- **INSTRUCTIONS FOR THE TASK**: Copy every line from the one containing "Please complete this annotation. The target class is wall" through the end of the entries below, requests included, and scale each coordinate in the answers by 0.2, rounding to whole numbers with halves rounded up. Leave the numbers in the requests and their sample arrays unchanged, and give only those lines.

***** DATASET ROWS

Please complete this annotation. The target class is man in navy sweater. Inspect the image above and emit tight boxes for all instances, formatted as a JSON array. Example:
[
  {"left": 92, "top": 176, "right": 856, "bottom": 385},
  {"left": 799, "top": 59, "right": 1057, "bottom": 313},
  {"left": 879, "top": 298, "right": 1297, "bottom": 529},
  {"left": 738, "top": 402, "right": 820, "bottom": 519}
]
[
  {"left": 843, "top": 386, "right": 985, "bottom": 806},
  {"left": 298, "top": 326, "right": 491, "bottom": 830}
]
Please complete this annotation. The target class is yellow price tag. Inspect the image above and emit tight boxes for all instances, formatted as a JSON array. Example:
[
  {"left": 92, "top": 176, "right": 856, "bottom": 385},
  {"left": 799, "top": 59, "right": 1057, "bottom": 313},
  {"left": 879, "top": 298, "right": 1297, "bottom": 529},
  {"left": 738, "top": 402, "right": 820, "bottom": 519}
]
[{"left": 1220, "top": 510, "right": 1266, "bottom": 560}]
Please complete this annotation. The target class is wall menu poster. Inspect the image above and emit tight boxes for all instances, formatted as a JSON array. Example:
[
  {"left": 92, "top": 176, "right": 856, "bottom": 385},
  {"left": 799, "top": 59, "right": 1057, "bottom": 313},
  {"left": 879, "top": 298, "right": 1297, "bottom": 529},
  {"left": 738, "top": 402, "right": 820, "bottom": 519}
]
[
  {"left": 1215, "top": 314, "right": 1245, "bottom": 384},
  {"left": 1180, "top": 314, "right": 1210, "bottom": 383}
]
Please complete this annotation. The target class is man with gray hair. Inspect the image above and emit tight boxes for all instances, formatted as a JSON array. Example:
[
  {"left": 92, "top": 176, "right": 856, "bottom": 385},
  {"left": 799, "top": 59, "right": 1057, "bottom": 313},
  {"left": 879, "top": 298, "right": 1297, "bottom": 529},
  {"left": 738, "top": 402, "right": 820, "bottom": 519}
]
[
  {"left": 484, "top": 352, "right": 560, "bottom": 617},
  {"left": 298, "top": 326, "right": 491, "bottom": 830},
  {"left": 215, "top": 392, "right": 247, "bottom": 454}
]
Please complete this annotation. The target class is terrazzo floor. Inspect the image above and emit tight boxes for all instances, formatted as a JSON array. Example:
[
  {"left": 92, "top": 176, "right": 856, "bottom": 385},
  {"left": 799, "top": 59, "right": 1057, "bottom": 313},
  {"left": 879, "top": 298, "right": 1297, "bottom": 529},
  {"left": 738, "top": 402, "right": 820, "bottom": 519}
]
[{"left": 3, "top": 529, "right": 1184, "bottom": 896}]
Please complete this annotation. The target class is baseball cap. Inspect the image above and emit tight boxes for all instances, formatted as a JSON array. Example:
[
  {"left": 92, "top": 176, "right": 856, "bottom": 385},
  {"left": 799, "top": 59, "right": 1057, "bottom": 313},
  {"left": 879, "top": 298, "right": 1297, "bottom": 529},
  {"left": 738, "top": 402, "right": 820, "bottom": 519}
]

**********

- **CORRECT RESPONSE**:
Please complete this annotation. The target class is wall menu poster. Inspect the image above and emit tight boxes for all instances, formatted as a JSON array. Example:
[
  {"left": 92, "top": 176, "right": 856, "bottom": 385},
  {"left": 799, "top": 59, "right": 1057, "bottom": 313},
  {"left": 879, "top": 298, "right": 1297, "bottom": 529},
  {"left": 738, "top": 402, "right": 820, "bottom": 519}
]
[
  {"left": 243, "top": 63, "right": 249, "bottom": 77},
  {"left": 236, "top": 63, "right": 242, "bottom": 77}
]
Please complete this annotation. The target class is man with gray hair. Inspect the image above and emit tight boxes for all instances, formatted as a JSON array. Example:
[
  {"left": 92, "top": 176, "right": 856, "bottom": 385},
  {"left": 799, "top": 59, "right": 1057, "bottom": 313},
  {"left": 879, "top": 298, "right": 1297, "bottom": 529},
  {"left": 738, "top": 402, "right": 820, "bottom": 519}
]
[
  {"left": 97, "top": 70, "right": 112, "bottom": 123},
  {"left": 60, "top": 65, "right": 98, "bottom": 166},
  {"left": 43, "top": 78, "right": 49, "bottom": 91}
]
Please complete this annotation. The target class is terrazzo floor. Inspect the image above and emit tight boxes for all instances, formatted as a JSON array. Example:
[
  {"left": 92, "top": 176, "right": 856, "bottom": 385},
  {"left": 799, "top": 59, "right": 1057, "bottom": 313},
  {"left": 879, "top": 298, "right": 1297, "bottom": 529},
  {"left": 738, "top": 402, "right": 820, "bottom": 519}
]
[{"left": 1, "top": 106, "right": 237, "bottom": 179}]
Please complete this annotation. The target class is baseball cap. Inspect the image above and emit tight boxes for all instances, formatted as a JSON array. Example:
[
  {"left": 92, "top": 176, "right": 856, "bottom": 385},
  {"left": 799, "top": 59, "right": 1057, "bottom": 313},
  {"left": 879, "top": 298, "right": 1297, "bottom": 529},
  {"left": 738, "top": 402, "right": 820, "bottom": 519}
]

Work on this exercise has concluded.